_Consigne A_:
Résumez en deux phrases le texte sur le tambour Paranung.

_Texte extrait_:
Patrimoine : ce tamboureur qui garde le rythme et le sourire

Le Paranung fait la fierté des Cham de Ninh Thuân et Binh Thuân (Centre). Élément central de l'orchestre traditionnel Cham, ce tambour électrise les fêtes locales, où le feu de joie est toujours allumé par le vénérable tamboureur Thiên Sanh Thêm.

Si les sons du tambour Paranung sont incontournables dans la vie spirituelle et culturelle des Cham dans ces deux des provinces, il n'existe plus aujourd'hui qu'un seul atelier familial tenu par Thiên Sanh Thêm, un fringant septuagénaire.

Juillet 2011. Sous l'accablant soleil estival, Thiên Sanh Thêm laboure son champ, au pied de la montagne de Bau Vuong. Apercevant au loin des visiteurs qui s'approchent, il arrête son bœuf, essuie d'un revers de main la sueur qui perle de son front, et salue avec un sourire chaleureux. "Je viens d'achever deux tambours pour le Festival de la mer qui se tiendra en août prochain à Ninh Thuân. En attendant, je profite du beau temps pour cultiver ma parcelle", explique-t-il. Ce champ de riz est en effet la source de revenu principale de sa famille.

Son atelier de tambours se situe devant sa maison même, dans le village de Huu Duc, commune de Phuoc Huu, district de Ninh Phuoc, province de Ninh Thuân. Il s'agit d'une courette dallée de briques, où ces 50 dernières années, le maître-artisan et ses fils ont fabriqué des centaines de paires de tambours Paranung et Ghinang. Des instruments typiquement Cham, d'ordinaire fabriqués sur commande, écoulés ensuite jusqu'aux confins du delta du Mékong.

_Consigne B_:
Convertissez les lignes des enregistrements ci-dessous en un tableau Markdown à deux colonnes, « Rang » pour le numéro de ligne et « Ligne » pour son texte, en omettant les lignes vides et les images.

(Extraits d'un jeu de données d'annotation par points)
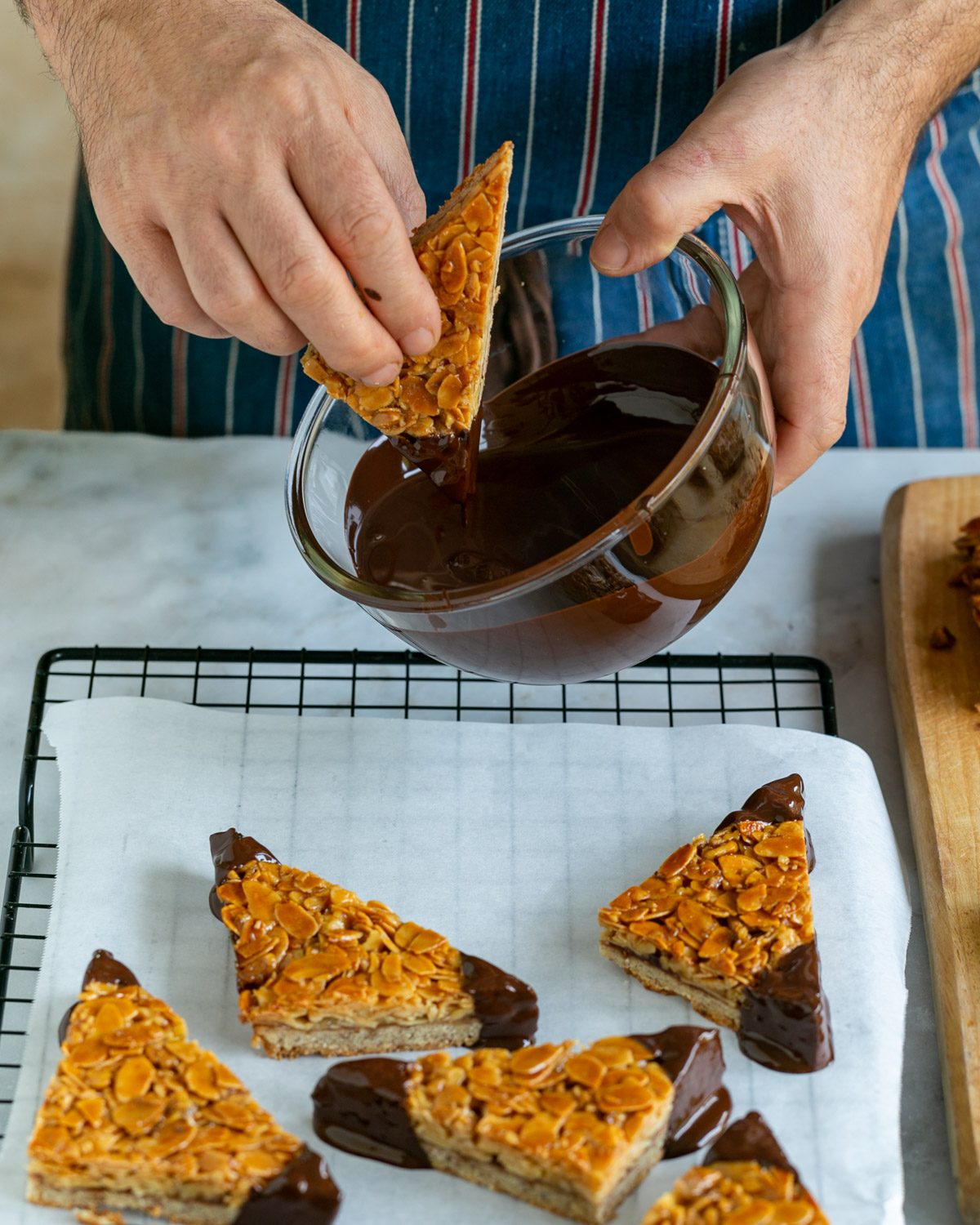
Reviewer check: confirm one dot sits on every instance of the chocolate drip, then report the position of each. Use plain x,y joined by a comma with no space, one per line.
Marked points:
774,803
506,1007
750,1139
303,1195
359,1107
786,1021
693,1058
103,968
229,849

_Réponse correcte A_:
Le tambour Paranung, élément central de l'orchestre traditionnel Cham, fait la fierté des Cham de Ninh Thuân et Binh Thuân, mais il ne reste plus qu'un seul atelier familial pour le fabriquer, celui du septuagénaire Thiên Sanh Thêm. Installé devant sa maison dans le village de Huu Duc, cet atelier a produit en 50 ans des centaines de paires de tambours Paranung et Ghinang, tandis que son champ de riz demeure la principale source de revenu de sa famille.

_Réponse correcte B_:
| Rang | Ligne |
|---|---|
| 1 | Reviewer check: confirm one dot sits on every instance of the chocolate drip, then report the position of each. Use plain x,y joined by a comma with no space, one per line. |
| 2 | Marked points: |
| 3 | 774,803 |
| 4 | 506,1007 |
| 5 | 750,1139 |
| 6 | 303,1195 |
| 7 | 359,1107 |
| 8 | 786,1021 |
| 9 | 693,1058 |
| 10 | 103,968 |
| 11 | 229,849 |